**SET TASK**
Every record below should be transcribed exactly. Omit the images.
--- START OF RAW RECORDS ---
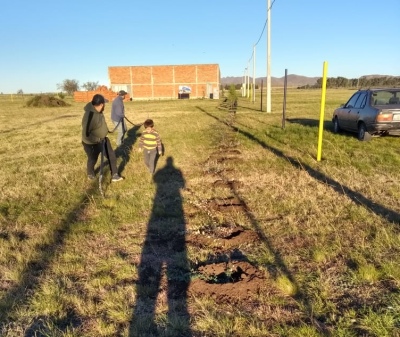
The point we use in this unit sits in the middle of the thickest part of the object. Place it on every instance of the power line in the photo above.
(262, 32)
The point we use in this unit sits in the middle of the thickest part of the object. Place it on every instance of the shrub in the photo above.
(45, 101)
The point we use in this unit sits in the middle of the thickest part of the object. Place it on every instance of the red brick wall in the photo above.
(86, 96)
(147, 82)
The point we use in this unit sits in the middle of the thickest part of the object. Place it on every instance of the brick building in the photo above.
(166, 82)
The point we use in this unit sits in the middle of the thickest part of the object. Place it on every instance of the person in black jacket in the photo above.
(94, 135)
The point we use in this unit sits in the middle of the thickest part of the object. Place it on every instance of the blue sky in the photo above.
(44, 42)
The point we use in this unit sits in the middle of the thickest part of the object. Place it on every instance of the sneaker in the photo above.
(116, 177)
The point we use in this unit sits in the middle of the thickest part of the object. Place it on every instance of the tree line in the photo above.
(364, 81)
(342, 82)
(70, 86)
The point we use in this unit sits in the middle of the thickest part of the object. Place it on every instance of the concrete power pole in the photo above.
(269, 56)
(254, 73)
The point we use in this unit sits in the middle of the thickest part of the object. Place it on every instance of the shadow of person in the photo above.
(164, 271)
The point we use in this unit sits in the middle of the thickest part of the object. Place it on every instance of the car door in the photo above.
(356, 113)
(344, 112)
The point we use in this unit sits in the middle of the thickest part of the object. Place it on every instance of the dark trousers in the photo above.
(93, 151)
(149, 157)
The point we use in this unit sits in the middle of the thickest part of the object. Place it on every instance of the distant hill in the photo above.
(293, 80)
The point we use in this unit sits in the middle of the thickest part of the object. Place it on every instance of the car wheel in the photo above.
(336, 127)
(363, 135)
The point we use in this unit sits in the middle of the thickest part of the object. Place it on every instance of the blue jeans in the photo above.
(121, 129)
(149, 157)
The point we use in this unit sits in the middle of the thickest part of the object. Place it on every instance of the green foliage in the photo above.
(90, 86)
(324, 236)
(69, 86)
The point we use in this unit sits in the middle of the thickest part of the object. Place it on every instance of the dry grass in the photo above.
(327, 232)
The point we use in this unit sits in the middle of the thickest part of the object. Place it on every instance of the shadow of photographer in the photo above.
(164, 267)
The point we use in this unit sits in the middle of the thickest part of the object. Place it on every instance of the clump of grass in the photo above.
(40, 101)
(286, 285)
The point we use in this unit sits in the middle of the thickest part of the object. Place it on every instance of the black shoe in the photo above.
(116, 177)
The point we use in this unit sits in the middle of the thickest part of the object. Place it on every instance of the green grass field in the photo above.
(242, 232)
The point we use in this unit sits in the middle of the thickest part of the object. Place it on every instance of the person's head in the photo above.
(122, 93)
(148, 123)
(99, 102)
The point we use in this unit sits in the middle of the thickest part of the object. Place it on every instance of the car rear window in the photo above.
(386, 97)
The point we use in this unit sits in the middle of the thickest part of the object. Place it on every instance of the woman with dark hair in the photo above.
(94, 135)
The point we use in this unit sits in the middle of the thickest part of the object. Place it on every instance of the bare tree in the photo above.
(69, 86)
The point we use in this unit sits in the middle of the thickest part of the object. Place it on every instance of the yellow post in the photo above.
(322, 113)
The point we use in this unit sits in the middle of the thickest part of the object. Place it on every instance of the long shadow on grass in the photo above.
(164, 267)
(30, 279)
(278, 261)
(357, 197)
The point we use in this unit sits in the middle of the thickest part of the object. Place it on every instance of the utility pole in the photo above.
(248, 80)
(254, 73)
(269, 56)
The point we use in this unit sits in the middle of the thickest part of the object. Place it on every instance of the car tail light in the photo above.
(384, 117)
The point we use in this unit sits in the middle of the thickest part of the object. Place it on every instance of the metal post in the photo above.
(284, 101)
(269, 56)
(254, 73)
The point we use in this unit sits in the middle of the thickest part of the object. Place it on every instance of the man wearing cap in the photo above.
(94, 135)
(118, 116)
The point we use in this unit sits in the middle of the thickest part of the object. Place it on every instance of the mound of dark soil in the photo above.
(45, 101)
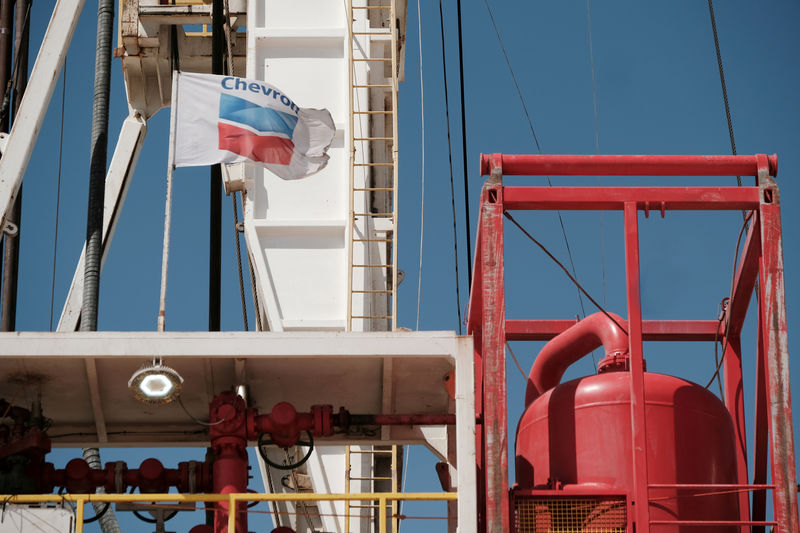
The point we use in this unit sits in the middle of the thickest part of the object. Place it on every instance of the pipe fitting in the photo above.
(571, 345)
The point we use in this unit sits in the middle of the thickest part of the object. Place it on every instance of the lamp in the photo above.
(155, 383)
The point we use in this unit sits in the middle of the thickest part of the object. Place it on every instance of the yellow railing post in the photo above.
(382, 517)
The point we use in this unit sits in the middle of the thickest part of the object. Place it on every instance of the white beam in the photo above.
(123, 164)
(33, 108)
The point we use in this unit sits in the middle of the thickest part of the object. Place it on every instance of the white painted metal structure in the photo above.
(304, 368)
(309, 241)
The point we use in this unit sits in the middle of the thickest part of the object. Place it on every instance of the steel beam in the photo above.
--- END OF RAW RECORDS ---
**ANSWER IN FULL**
The point we use in this unit sits in the middle of the thickest part of the object. Place it on every instance of the power line in the photo above.
(262, 32)
The point we use in this unit sits in the middle of the thickest part of the object. Place it on every instance of the shrub in the photo above.
(45, 101)
The point we use in this unit sits in the middle of the thickest part of the object. Place it on every instance of the red brick wall in the photo above.
(86, 96)
(147, 82)
The point we use in this unit sits in the middle of the thickest part of the object. Place it on every instance of the brick building in the photo above.
(166, 82)
The point we use in this unit sits in the middle of the thickest part of the object. Place it on every instance of the person in black jacket in the photo above.
(94, 135)
The point we use in this unit sits in the middle of the thickest part of the object. Place it on every instance of the blue sky in the photo above.
(44, 42)
The point we use in this unit sits in the middle of the thickest part of the object. Place it on every instance of the sneaker in the photo above.
(116, 177)
The point we use in this unit sits in the middle of the thickest part of the object. Place it on every instance of the tree line in the photo above.
(364, 81)
(342, 82)
(70, 86)
The point we use in this unit sits in the middle of the thickest part of the object. Place it on every instance of the concrete power pole in the photo above.
(269, 56)
(254, 73)
The point we use in this unit sits in the middle of the thickest part of the object. Place it on every instance of the shadow of person in the photo above.
(164, 271)
The point we use in this unit sits in the middle of the thickest part of the object. Place it on every instance of the car door in the photo above.
(356, 113)
(344, 112)
The point we use in this unit sits in the middle of the thickest part of the object. Place it on every instance of the dark trousers in the photo above.
(93, 151)
(149, 157)
The point we use in this unit sits in the middle of the thickest part of the object. Place it on every instance of the distant hill in the photo above.
(293, 80)
The point we use in this unit sits in the middle of the thickest part of the object. Place it on every instance of the car wheel in the photo above.
(336, 127)
(363, 135)
The point we use in this unit sits in the middle of the thickest part of the object. Place it on every instance of the blue jeans in the photo above.
(121, 129)
(149, 157)
The point we use in this unit sits in the middle of the thickest part of the object. Place it on every instance of the green foliage in the photo above.
(90, 86)
(324, 236)
(69, 86)
The point we use in this unit sits in the middle of the thickest part of the object. Place it on every instance of the dry grass in the photo above.
(327, 232)
The point we use in this unit sits in the middle of the thickest part of the object. Place it on every instance of the shadow of photographer in the photo above.
(164, 267)
The point we use in this unit sits in the middle of the thickest part of the object. Place it on every instance of the clump of grass in the photo above.
(40, 101)
(286, 285)
The point we use in this unit sits in the middle of the thickest part of the object. Place it on every instance of the black shoe in the photo above.
(116, 177)
The point we use in this unit sits in the middle of the thickest part of the object. Place it on every instance of the green grass field in the photo above.
(242, 232)
The point we use in this unit sits in the middle of the thickest part of the object. Place it on every instance of the person's head in the photo above.
(122, 93)
(148, 123)
(99, 102)
The point we use in this unit sits in the middle of the thickest part of the object. Place it on every instance of the car rear window in the photo above.
(386, 97)
The point we use in this unit sits in the middle of the thickest part of the object. Place it on every instance of the woman with dark hair in the photo above.
(94, 135)
The point we use in this unit sits in the middle of the thickest part of the object. Place it on every instance of the bare tree in the photo above.
(69, 86)
The point we use in this unit sits in the middle of the thickest part of the object. Place it on every instance of the yellow post in the photo above.
(322, 113)
The point we use in this unit sits in the middle of the thickest part of the object. Place it on every instance of the long shadow on grass in the photo above.
(164, 267)
(30, 279)
(278, 261)
(357, 197)
The point we use in this unit sits in the middle of the thickest part of the object. Place it on every instance of the utility pole in the photo above.
(248, 80)
(254, 73)
(269, 56)
The point we use in this unit sits in the middle of the thickest part of the object. Place it on every instance of the car tail light in the photo above.
(384, 117)
The point we use in this unit sits in the middle of the thickest part of the object. Place it on every instance of the metal post in the photo above.
(284, 101)
(269, 56)
(254, 73)
The point we use in this unit sits in the middle of the thickest part of the object. Place it on every instance of the man wearing cap in the photo above.
(94, 135)
(118, 116)
The point we use in this unit sits in the middle of the thickest part of the object. Place it on every instance of the mound of dark soil in the photo above.
(45, 101)
The point we use in this unit sits in the middle of the thickest part of the object. Place it on every instance of the pipe fitting in the photo above.
(571, 345)
The point we use in this unit sits in the middle of the thickest part of the object. Place it on every instance of the lamp in the photo above.
(155, 383)
The point we use in this unit sits in the middle of the thickest part of the object. Place it on every instance of the yellow railing post in the photo above.
(382, 517)
The point we use in this unit sits in the middle of the thickest part of the object. Place it on every instance of the white beam in the photo above.
(123, 164)
(33, 108)
The point we use in this unit sits in the middle of the thickest part of the object. Place it on every instance of the white painted metal structure in the photo above.
(304, 368)
(309, 241)
The point we use in this unit sits in the middle of the thickest part of the object. Place it on every instance of the steel beam in the photo above.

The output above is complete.